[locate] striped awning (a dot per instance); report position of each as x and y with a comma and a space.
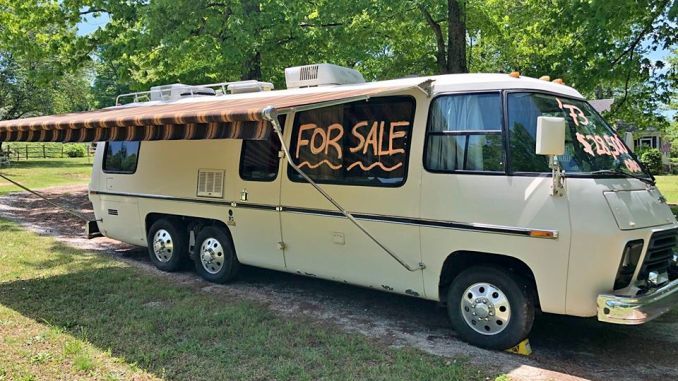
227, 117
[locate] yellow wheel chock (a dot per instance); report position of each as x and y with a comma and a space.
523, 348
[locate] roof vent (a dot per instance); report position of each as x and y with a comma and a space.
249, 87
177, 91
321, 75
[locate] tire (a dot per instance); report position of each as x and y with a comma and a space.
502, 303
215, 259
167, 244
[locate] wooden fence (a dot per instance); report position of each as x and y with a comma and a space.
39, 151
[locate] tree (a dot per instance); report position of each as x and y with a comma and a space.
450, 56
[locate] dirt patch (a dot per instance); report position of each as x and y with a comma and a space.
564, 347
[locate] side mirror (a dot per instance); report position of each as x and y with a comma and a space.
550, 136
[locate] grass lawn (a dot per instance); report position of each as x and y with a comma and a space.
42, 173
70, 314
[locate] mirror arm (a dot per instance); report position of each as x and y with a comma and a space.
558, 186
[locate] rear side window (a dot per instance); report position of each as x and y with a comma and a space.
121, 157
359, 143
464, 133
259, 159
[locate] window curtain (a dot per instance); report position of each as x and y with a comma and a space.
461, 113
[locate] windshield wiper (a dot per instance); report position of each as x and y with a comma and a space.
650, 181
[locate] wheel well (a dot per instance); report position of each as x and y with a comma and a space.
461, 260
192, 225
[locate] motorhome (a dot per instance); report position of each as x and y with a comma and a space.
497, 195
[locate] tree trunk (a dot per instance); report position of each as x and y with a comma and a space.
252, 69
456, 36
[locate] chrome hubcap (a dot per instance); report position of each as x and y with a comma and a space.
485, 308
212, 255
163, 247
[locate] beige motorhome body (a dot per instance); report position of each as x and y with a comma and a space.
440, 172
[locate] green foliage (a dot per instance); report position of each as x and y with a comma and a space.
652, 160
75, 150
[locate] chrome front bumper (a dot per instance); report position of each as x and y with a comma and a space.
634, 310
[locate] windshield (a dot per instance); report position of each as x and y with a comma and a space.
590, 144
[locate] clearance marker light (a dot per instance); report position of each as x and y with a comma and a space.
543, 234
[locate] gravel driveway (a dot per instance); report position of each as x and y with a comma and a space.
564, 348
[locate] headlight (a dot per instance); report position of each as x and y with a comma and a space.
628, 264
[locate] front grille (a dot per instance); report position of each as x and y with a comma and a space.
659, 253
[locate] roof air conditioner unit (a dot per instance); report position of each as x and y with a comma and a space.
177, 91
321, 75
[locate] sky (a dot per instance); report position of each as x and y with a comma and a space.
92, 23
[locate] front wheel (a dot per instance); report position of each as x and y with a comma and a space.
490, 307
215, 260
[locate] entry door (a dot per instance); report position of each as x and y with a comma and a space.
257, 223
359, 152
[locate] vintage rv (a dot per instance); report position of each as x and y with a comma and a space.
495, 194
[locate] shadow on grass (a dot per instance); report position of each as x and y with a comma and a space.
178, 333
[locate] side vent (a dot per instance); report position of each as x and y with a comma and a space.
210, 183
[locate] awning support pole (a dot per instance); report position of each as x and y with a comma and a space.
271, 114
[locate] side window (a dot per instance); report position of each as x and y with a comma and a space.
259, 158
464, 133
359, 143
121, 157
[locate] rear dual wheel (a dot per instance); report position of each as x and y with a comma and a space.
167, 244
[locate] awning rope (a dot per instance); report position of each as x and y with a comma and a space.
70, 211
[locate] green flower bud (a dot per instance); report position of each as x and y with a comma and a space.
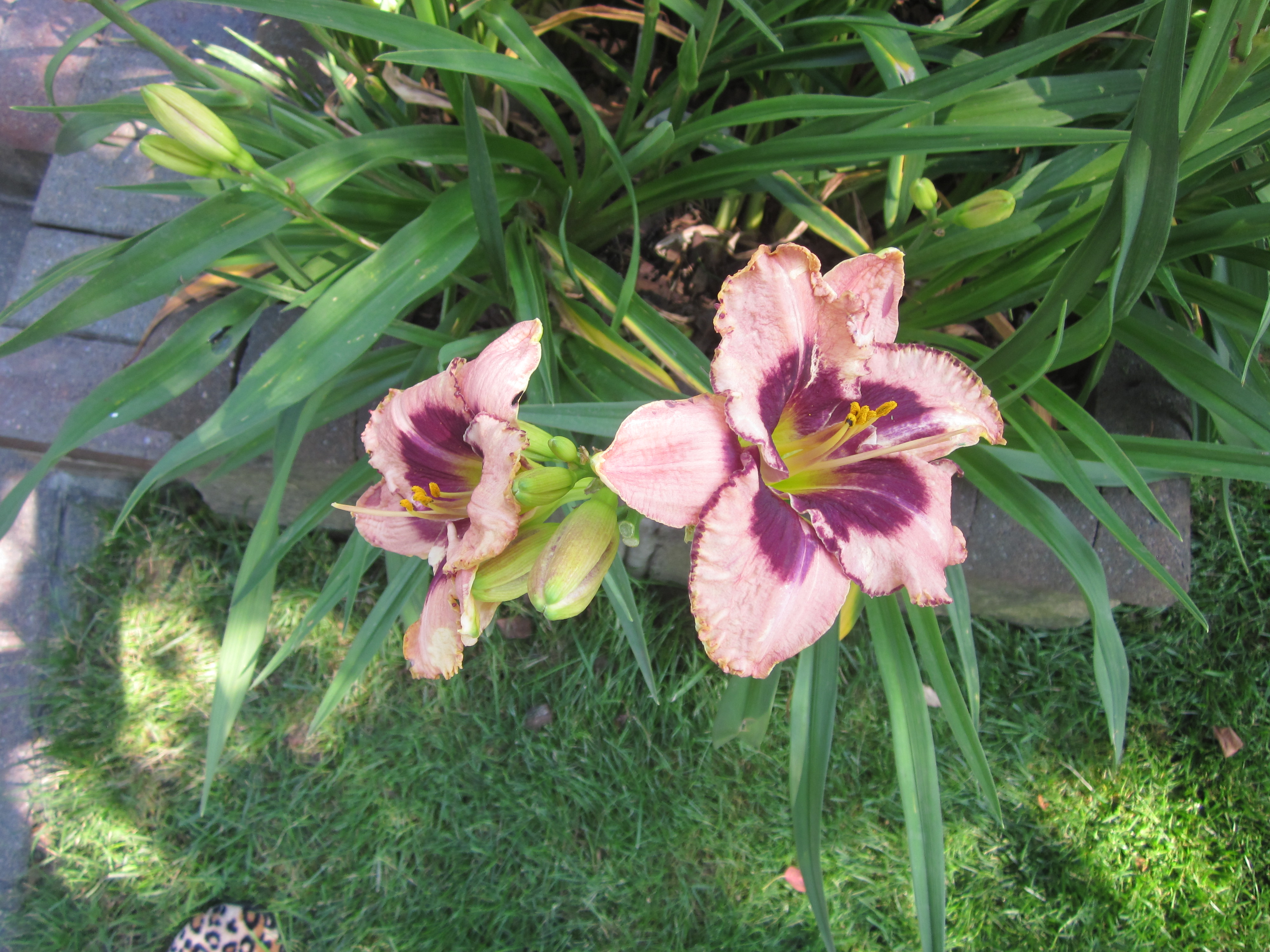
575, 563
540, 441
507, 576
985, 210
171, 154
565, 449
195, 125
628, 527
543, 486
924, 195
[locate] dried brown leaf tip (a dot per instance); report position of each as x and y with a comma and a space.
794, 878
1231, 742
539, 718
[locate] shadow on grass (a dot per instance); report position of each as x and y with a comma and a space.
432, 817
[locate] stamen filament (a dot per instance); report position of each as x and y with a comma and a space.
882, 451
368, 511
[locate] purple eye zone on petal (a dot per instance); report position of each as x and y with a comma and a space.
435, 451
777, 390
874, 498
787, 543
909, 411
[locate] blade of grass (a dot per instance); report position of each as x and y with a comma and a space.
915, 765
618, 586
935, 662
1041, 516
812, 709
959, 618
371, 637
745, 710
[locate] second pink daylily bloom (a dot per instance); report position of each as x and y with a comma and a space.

## PROBLEM REQUIREMENTS
Transcribe the records above exactly, omitting every picture they contain.

## COMPLETE RESPONSE
[locate] striped awning (a dot per instance); report position of each as x and y with a comma and a space.
227, 117
[locate] yellow wheel chock (a dot per instance); report position of each as x and y with a comma and a space.
523, 348
[locate] roof vent (a dot per instance); report position of each as x and y with a comma and a space.
249, 87
177, 91
321, 75
[locate] tire (a dot per instance); report position of each as x and y with a comma and a space.
502, 303
215, 259
167, 244
[locate] wooden fence (a dot per instance); report position of each as x and y with a comma and a space.
39, 151
[locate] tree (a dot per instance); report position of each as x and y with a comma and a space.
450, 56
[locate] dirt patch (a dot per instance); report position of each as x and y with a comma and a space.
564, 347
[locate] side mirror (a dot per instance); report position of each as x and y with a comma and a space.
550, 136
[locate] grass lawn (a dot per instance); report position of each as x and y with a comma and a space.
42, 173
70, 314
[locate] mirror arm (a dot per instance); report position of each as x and y with a comma and a space.
558, 186
[locate] rear side window (a dot per instance); report position of each as x and y with a comma and a space.
121, 157
359, 143
464, 133
259, 159
[locate] window curtain (a dot per instance); report position of each as x and y with a comma and a space.
461, 113
[locate] windshield wiper (a dot per instance); report position of each as x and y with a comma and a space.
650, 181
[locate] wheel well (a dot per instance); report position of each as x and y with a comma and a space.
461, 260
192, 225
[locate] motorhome (a dot per instance); report position of each as x and y with a comma and a space.
497, 195
[locate] tree trunk (a dot per instance); report position of each as x and y with a comma and a space.
252, 69
456, 36
[locate] chrome hubcap (a dot per instance); report position of each as x and y with a comma and a space.
485, 308
212, 255
163, 247
[locate] beige motorhome body (a dot per instance); report position of each as x and y with a comma and a space.
440, 172
[locate] green foliage (a dot per instance); report position of each as x and y with a comma and a space.
652, 160
75, 150
[locate] chrome front bumper (a dot per instance); report position of each as x and y with a comma and a space.
634, 310
[locate] windshield (a dot per instance); report position of each as x and y with a comma and a space.
590, 144
[locate] clearance marker light (a dot per instance); report position of each as x and y with a comma and a space.
543, 234
[locate] gravel driveway (a dot per instance); report position of each as x and y with a comma and a space.
564, 348
[locate] headlight (a dot per instance); report position of each as x and y with a comma and a space.
628, 264
[locate] front grille (a dot per instance); report position of each as x and y with a comma and a space.
659, 253
[locate] roof air conditioner unit (a dot per instance); report position of each as x and y with a comma and a space.
177, 91
321, 75
[locate] sky (a dot per instance); report position of each as x and y with a comma and a space.
92, 23
[locate] front wheel (a dot per instance); report position of each as x and y with a comma and a space.
490, 307
215, 260
[locate] entry door (a dot per instance); report position of each as x and y with a comma and a space.
257, 223
359, 152
[locate] vintage rv (a dot per instance); report position of each as x and y with a comma and a space.
495, 194
[locate] shadow on grass (a dot per instance); report position of each as x and y with a comma and a space.
178, 333
[locate] side vent (a dot per instance); report position of each as x and y with a comma and a space.
210, 183
[locate] awning support pole (a dot per instance); report position of each as x and y with a comma and a space.
271, 114
[locate] side window (a dot per instance); report position of each as x and y with a comma and a space.
259, 158
464, 133
359, 143
121, 157
[locate] rear dual wheel (a dot per instance); report position of each as x and y with a comma and a space.
167, 244
[locate] awning rope (a dot per instance); report position of each as x and y with a comma and a space.
70, 211
[locate] green flower bud (a dot per instance); report position of each as x and y with a comma and a space.
575, 563
540, 441
507, 576
985, 210
171, 154
565, 449
195, 125
628, 527
543, 486
924, 195
[locate] dried brown leaf tip (a dot per instance); report position of each as x and y with a comma and a space.
794, 878
1231, 742
539, 718
[locate] shadow on grass (a dot per instance); report position of each as x and y with a comma and a space.
432, 817
[locate] stamen filament (a dot per instance); report position of each as x and y with a comma and a space.
882, 451
368, 511
[locate] purple eye zone on petal (a dot per instance); report position of each as x and y with a comma and a space.
435, 451
777, 390
874, 498
787, 543
909, 411
[locate] blade of grass (a dot per instance); report position of each as x and y with a comma and a space.
915, 765
618, 586
935, 662
1041, 516
812, 709
959, 618
371, 637
745, 710
[locate] second pink daylily bloom (a dot per instance); report position of each as x and y with a comma and a space.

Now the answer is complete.